Stored records
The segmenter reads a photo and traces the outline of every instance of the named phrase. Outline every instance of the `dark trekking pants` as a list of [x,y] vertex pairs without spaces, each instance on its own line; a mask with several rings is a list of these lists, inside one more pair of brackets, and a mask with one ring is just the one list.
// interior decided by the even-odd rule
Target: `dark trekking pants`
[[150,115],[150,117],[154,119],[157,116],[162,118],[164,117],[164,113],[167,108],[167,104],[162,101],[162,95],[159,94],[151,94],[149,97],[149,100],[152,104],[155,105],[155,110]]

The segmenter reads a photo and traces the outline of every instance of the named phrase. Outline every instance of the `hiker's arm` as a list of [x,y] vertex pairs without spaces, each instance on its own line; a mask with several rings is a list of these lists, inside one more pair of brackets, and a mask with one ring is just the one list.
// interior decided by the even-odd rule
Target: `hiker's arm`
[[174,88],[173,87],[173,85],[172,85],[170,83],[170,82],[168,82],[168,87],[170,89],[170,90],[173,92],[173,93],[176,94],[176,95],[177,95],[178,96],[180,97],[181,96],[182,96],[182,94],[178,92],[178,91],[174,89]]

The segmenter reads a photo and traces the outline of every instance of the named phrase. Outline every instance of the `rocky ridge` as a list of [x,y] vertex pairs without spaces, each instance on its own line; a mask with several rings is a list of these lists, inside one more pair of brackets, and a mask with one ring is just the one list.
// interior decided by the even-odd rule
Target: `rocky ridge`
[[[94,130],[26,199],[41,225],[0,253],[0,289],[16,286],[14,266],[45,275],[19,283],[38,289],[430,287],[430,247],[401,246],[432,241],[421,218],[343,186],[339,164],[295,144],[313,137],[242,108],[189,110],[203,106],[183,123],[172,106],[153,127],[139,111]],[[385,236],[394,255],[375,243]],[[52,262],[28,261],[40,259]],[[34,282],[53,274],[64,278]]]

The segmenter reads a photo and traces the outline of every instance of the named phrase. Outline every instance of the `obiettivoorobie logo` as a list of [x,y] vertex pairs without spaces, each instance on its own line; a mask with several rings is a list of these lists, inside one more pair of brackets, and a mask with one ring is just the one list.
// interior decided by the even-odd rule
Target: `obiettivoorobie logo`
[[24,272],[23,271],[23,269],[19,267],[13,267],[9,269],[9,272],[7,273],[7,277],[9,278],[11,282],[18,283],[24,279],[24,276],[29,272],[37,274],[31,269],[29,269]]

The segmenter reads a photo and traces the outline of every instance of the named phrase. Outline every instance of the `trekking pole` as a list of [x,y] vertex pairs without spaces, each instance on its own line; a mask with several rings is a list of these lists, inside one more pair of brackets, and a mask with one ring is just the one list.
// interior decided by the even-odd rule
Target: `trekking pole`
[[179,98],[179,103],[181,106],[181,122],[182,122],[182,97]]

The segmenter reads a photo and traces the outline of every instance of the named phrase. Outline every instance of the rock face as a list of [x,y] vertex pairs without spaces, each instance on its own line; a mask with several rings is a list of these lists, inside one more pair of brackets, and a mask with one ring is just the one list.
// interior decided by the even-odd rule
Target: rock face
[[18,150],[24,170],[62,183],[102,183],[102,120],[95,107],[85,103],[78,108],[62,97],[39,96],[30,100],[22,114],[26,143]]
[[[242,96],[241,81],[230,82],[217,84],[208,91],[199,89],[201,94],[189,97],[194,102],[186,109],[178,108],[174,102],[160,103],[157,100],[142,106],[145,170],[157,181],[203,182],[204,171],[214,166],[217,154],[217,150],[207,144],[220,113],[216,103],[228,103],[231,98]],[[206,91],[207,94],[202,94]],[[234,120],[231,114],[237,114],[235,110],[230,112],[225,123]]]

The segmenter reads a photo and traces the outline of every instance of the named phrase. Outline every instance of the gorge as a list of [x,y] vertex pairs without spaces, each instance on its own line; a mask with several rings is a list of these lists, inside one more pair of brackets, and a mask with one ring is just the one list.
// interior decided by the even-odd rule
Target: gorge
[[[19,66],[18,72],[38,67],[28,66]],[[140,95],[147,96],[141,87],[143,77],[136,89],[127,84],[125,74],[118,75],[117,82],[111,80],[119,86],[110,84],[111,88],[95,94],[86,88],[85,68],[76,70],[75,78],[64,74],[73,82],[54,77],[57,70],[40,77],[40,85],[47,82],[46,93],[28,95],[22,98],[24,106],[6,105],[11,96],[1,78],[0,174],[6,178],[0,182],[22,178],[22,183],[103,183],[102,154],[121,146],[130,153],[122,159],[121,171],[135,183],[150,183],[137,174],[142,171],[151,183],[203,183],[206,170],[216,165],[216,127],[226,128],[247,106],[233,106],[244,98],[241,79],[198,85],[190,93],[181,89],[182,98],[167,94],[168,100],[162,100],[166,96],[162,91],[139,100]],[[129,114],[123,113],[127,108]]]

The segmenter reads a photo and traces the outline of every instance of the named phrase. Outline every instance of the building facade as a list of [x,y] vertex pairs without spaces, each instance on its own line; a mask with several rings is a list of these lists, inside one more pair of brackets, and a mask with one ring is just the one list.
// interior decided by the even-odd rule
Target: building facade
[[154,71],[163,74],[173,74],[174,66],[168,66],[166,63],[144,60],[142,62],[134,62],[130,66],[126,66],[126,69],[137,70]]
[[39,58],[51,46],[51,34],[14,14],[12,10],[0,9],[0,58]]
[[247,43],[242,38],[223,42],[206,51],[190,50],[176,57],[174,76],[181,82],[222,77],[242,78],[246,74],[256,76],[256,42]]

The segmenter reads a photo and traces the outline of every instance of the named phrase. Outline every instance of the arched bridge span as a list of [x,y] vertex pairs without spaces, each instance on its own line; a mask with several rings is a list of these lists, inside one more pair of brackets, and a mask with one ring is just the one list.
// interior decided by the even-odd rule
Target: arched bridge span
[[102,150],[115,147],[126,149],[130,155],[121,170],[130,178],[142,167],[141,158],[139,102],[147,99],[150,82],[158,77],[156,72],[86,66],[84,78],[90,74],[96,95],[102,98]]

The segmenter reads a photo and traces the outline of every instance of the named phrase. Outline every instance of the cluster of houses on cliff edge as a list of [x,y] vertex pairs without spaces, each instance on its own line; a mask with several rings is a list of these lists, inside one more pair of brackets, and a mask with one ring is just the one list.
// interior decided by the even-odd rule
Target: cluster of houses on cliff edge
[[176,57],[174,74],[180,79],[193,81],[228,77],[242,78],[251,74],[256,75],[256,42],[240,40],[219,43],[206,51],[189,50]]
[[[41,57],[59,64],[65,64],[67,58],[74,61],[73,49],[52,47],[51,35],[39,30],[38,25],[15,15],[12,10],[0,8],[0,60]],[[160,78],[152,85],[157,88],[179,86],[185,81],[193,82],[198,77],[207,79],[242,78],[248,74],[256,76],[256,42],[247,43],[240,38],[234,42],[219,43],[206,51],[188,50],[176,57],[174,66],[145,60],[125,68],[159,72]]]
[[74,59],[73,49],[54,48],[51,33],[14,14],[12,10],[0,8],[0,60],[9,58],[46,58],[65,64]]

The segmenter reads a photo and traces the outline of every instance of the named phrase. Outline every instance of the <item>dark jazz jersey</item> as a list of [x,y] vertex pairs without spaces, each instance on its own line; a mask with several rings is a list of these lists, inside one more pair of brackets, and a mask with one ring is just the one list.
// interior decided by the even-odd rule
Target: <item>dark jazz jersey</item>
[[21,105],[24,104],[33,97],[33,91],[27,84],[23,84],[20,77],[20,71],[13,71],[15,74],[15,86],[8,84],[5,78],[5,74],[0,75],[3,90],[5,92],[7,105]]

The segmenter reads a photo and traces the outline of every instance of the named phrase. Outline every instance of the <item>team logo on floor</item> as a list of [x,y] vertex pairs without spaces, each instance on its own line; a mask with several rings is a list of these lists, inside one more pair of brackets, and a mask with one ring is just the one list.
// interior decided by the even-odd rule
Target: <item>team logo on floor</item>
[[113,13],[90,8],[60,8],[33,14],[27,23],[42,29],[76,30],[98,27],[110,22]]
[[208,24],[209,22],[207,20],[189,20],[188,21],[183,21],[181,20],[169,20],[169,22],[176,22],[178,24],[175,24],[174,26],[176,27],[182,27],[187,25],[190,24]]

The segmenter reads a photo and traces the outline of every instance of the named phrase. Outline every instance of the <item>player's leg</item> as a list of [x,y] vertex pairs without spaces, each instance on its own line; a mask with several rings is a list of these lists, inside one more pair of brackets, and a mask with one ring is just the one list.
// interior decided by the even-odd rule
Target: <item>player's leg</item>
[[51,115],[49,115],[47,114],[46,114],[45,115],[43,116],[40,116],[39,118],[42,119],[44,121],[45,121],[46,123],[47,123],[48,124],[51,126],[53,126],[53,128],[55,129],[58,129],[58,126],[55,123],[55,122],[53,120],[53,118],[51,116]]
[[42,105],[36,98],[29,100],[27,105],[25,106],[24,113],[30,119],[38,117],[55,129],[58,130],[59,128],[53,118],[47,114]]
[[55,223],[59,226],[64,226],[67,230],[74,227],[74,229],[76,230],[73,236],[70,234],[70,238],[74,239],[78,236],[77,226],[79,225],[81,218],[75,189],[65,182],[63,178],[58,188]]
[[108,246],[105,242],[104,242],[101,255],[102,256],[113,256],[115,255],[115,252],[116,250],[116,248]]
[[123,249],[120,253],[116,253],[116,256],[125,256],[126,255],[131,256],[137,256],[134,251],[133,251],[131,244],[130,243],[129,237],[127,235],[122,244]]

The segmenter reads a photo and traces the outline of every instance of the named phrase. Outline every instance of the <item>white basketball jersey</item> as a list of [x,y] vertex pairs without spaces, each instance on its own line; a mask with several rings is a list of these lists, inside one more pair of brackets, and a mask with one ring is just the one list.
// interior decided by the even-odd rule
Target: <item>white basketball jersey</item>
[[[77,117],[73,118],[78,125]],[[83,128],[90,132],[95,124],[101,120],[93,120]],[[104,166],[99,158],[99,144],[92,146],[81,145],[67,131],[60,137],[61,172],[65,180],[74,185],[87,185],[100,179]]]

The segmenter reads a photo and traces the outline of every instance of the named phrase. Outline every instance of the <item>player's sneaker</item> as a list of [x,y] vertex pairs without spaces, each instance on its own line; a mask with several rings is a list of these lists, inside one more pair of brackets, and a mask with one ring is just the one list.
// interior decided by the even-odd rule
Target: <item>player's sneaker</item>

# TO DO
Copy the lines in the listing above verbatim, starting at the line that contains "of the gorge" and ending at the line that contains "Target: gorge", with both of those lines included.

# FINAL ANSWER
The segmenter reads a photo and traces the outline of every instance of the named phrase. Outline every instance of the gorge as a list of [x,y] vertex pairs without spaces, each instance on its own line; a mask with several rings is a list of these lists, inside one more pair of brackets, and a mask with one ring is just the one list.
// interior decided by the even-odd rule
Target: gorge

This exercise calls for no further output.